## To do
Update the listing below so that every "on one line" becomes "on a single line", with nothing else changed, and leave the pictures out of your output.

## Available records
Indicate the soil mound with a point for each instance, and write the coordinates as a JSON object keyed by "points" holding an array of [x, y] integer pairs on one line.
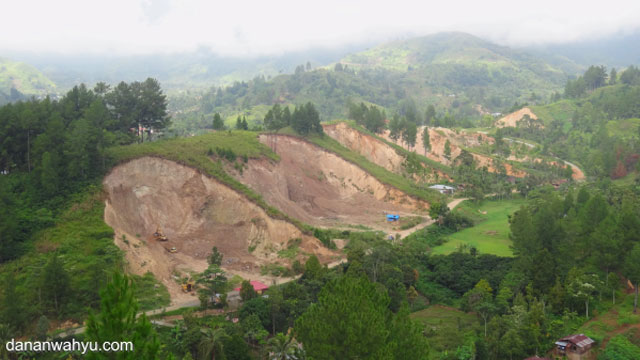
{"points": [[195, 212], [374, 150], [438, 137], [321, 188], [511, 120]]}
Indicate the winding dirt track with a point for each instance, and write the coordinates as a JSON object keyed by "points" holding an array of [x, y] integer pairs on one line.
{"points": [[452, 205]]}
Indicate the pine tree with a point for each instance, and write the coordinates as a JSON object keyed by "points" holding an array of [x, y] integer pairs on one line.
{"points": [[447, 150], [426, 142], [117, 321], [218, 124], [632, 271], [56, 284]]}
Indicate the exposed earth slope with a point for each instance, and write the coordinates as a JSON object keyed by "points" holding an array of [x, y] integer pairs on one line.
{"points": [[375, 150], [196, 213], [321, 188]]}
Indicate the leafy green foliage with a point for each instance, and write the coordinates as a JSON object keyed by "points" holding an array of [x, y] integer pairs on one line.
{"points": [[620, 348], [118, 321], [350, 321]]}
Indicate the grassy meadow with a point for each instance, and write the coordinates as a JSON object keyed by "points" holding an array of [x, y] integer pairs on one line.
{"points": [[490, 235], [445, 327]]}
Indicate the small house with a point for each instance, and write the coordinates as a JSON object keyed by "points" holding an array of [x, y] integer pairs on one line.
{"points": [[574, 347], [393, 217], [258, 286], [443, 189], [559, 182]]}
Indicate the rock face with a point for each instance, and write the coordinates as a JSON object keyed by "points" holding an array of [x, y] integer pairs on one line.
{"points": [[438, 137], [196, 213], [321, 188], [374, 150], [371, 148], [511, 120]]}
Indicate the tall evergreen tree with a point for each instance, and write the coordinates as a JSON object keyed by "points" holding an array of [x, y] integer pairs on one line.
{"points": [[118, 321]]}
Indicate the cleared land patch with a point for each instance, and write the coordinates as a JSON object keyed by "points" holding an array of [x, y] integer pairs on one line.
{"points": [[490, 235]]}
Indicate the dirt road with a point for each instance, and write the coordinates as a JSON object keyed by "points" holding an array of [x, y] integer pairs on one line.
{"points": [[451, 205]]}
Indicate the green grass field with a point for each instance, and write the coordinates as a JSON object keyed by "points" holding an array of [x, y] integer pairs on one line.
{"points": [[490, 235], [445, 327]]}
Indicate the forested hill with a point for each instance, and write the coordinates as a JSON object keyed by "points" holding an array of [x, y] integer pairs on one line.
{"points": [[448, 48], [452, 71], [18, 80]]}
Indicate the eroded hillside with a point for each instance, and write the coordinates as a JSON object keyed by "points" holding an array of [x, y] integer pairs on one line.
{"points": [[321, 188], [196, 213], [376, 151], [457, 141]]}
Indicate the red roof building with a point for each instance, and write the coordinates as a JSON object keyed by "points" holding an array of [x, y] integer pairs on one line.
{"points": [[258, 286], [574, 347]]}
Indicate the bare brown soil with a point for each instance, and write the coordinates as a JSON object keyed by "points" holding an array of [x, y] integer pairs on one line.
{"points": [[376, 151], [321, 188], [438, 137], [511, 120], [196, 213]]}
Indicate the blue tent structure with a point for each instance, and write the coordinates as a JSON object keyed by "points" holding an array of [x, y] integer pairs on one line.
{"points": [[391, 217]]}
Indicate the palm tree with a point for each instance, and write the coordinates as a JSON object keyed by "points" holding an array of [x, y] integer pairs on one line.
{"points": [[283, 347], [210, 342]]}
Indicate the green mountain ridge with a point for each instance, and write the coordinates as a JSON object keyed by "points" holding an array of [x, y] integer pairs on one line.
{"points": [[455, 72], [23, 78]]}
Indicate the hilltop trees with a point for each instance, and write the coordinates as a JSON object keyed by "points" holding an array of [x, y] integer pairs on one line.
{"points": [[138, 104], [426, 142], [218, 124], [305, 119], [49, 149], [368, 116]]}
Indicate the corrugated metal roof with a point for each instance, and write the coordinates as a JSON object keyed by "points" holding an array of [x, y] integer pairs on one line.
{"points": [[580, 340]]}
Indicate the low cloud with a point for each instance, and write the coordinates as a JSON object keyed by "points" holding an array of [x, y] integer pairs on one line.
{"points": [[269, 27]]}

## Exercise answer
Indicate the soil mound with a point for each instance, and write the coordinates as a JSON object keyed by "points" holding an array of [x, y] integer pairs on a single line.
{"points": [[195, 212], [374, 150], [438, 137], [321, 188], [511, 120]]}
Indicate the winding dirt track with a point for each instance, and write the coordinates as a JSON object keyed by "points" holding an array of [x, y] integer pairs on a single line.
{"points": [[452, 205]]}
Indicate the pine tree with a point for each instance, and write the coordinates as a JSON object keyed by "points" holding an array of [x, y] integer pairs on a single line.
{"points": [[447, 150], [426, 142], [117, 321], [218, 124], [632, 271], [56, 284]]}
Indicate the exposed earth slope with a point for each instance, and write the coordinates as a JSON object keyed by "points" holding an array of [x, y] integer pairs on a single line.
{"points": [[375, 150], [196, 213], [321, 188]]}
Indicate the leafy green foliage with a point for each instance, and write the coordinates as a JSON object keyed by "points" holding an array of [x, y] integer pairs on a single line.
{"points": [[620, 348], [118, 321], [350, 321]]}
Indicate the grassy meadow with a point for each instance, and write the coordinates as a JSON object keyed by "points" holding an array of [x, y] integer pairs on a single line.
{"points": [[490, 235], [445, 327]]}
Indicate the small house with a point for each instance, and write the coordinates as a JSON object keyed by "points" holding an array of [x, y] integer pairs on a single line.
{"points": [[574, 347], [393, 217], [258, 286], [443, 189], [559, 182]]}
Indicate the rock face with a point for each instance, and write the coordinates as a JSON object keyed by "points" holding an array of [x, y] integer pairs on a single line.
{"points": [[438, 137], [196, 213], [321, 188], [374, 150], [371, 148], [511, 120]]}
Indicate the tall evergreen tree with a point for each instance, and write the coordinates as a JSON object keyed by "points" holding an array of [x, y] integer pairs on a single line.
{"points": [[118, 321]]}
Indicate the cleared land patch with a point for each instance, and write the coordinates as a JSON object keyed by "points" holding an array of [x, y] integer pairs on a single line.
{"points": [[490, 235]]}
Indicate the dirt road with a point for each instance, and write the coordinates as a JSON object keyed by "points" holding an array of [x, y] integer pairs on a single line.
{"points": [[451, 205]]}
Indicate the green grass field with a point for each instance, and write the coordinates as a JSON object keyed by "points" holding an array of [x, y] integer pairs on a single line.
{"points": [[490, 235], [445, 327]]}
Indicate the forested hill with a point for each instance, and write the coordinates as a JSON object keyed by "points" holding an array of [x, y] integer pairs on a single line.
{"points": [[448, 48], [452, 71], [18, 80]]}
Indicate the eroded hillside with a point for each instance, and write the coordinates as a JSON object keyed by "points" holding an array of [x, y] integer pairs on a single line.
{"points": [[321, 188], [196, 213], [376, 151], [457, 141]]}
Indicate the red roof building with a point for each instance, and write the coordinates as a JSON object keyed by "points" holding an array of [x, y] integer pairs on a single line.
{"points": [[258, 286], [574, 347]]}
Indicate the bare brown soil with a point for each instance, and write the coordinates as a JSON object keyed by "points" holding an array of [x, y] integer pairs on a single line.
{"points": [[376, 151], [321, 188], [438, 137], [511, 120], [196, 213]]}
Indicate the blue tent structure with a point for each instance, and write the coordinates as a JSON object keyed by "points" holding an array of [x, y] integer pairs on a single line.
{"points": [[391, 217]]}
Indicate the palm tree with a point for each instance, and write the coordinates as a JSON object keyed by "points" holding an array of [x, y] integer pairs on a single line.
{"points": [[283, 347], [210, 342]]}
Indicate the green mountain ridge with a point for each instance, and write the coordinates as a JSON object keyed by "points" holding an array of [x, y] integer pairs on a single line.
{"points": [[455, 72], [23, 78]]}
Indicate the hilltop trees with a point for each instance, and write the coordinates as a JSON object keyed by "points" holding an array of [x, y] integer pairs on a single line.
{"points": [[138, 104], [426, 142], [218, 124], [305, 119], [49, 149], [368, 116]]}
Indicate the corrugated metal roof with a point for each instance, and write the coordinates as a JSON object keyed by "points" holding an array of [x, y] integer pairs on a single line.
{"points": [[580, 340]]}
Indicate the low cloud with a point for each instance, and write the coordinates as a JSON object keyed by "points" holding an array of [x, y] integer pairs on a single line.
{"points": [[269, 27]]}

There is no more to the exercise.